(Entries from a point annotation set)
· · · ·
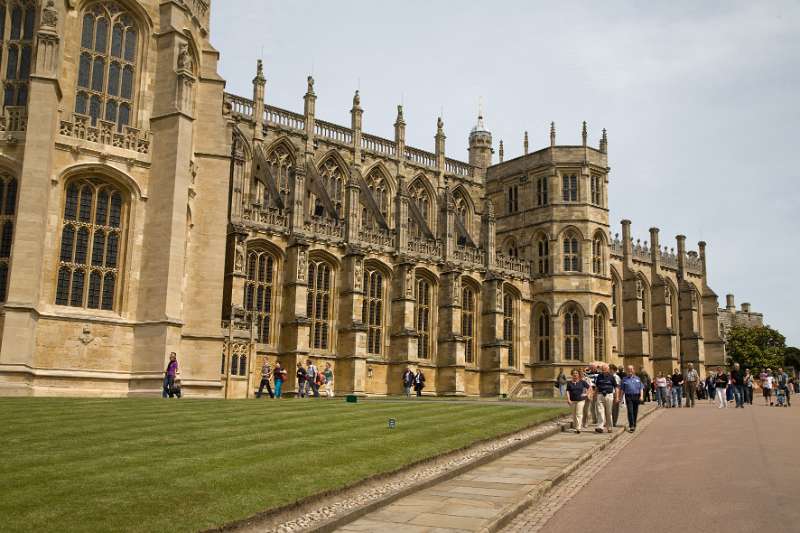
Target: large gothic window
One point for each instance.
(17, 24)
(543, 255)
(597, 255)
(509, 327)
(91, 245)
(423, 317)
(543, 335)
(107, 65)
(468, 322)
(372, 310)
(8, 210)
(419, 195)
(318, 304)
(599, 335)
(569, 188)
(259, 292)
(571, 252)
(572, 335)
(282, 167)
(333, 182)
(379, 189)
· · · ·
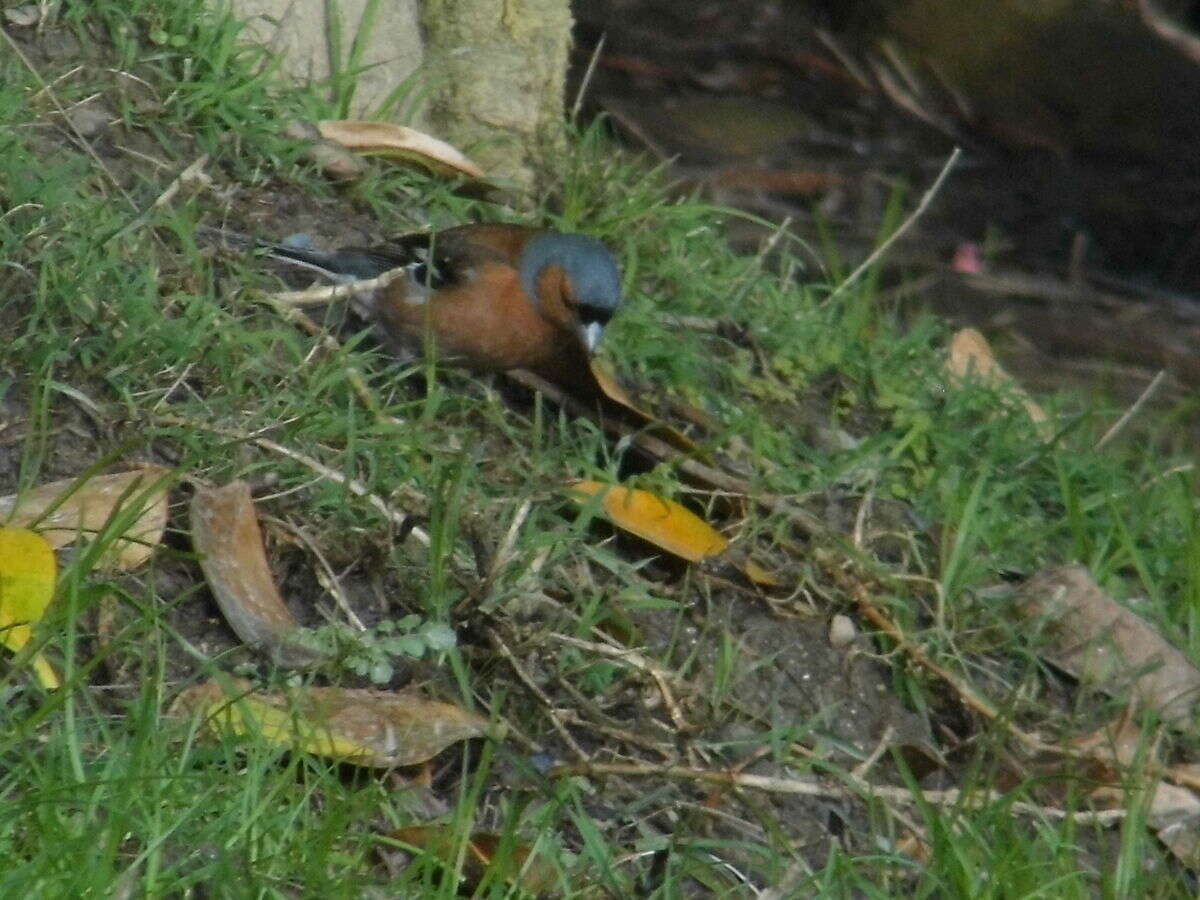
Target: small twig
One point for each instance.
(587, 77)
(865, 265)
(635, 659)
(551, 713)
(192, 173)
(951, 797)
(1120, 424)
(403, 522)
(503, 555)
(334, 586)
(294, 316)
· · · ·
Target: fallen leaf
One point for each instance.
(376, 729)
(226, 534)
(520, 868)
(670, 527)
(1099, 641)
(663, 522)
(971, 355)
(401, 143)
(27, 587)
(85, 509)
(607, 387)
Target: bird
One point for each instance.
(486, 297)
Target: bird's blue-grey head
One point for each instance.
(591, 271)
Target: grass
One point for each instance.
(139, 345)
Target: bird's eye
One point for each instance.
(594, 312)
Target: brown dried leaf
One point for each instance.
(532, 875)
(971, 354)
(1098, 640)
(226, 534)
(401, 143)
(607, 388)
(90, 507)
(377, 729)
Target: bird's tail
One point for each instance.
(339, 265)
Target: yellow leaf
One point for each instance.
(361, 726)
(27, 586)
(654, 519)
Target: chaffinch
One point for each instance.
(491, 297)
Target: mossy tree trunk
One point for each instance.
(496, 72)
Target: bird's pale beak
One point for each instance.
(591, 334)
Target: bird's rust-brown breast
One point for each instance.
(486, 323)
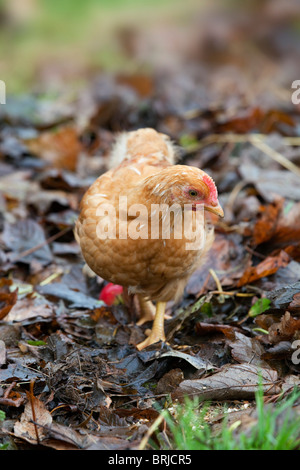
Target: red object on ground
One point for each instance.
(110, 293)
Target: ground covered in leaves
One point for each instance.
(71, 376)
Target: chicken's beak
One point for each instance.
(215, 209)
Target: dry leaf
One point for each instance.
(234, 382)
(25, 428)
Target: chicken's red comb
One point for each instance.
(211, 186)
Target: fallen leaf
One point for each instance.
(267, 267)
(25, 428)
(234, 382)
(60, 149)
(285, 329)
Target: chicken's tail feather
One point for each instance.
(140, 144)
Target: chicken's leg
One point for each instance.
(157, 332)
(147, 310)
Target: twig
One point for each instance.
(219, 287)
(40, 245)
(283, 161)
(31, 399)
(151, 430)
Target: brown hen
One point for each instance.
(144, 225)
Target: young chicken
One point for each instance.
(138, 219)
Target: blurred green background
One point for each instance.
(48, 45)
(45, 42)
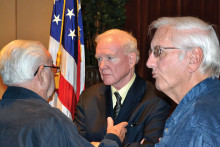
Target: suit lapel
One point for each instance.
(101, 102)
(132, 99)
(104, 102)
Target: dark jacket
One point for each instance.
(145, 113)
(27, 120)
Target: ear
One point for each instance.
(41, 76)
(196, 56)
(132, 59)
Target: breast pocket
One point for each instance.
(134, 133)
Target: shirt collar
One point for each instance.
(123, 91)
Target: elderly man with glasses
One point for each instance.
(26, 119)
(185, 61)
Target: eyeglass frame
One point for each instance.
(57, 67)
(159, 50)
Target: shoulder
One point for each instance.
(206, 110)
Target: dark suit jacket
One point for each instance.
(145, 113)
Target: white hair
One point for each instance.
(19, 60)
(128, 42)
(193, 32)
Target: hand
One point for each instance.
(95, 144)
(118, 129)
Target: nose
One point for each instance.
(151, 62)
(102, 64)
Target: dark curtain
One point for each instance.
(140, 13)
· · · ·
Request:
Count the lines in the listing above that contain the string "suit", with case taken into account. Reply with the number alone.

Response to the task:
2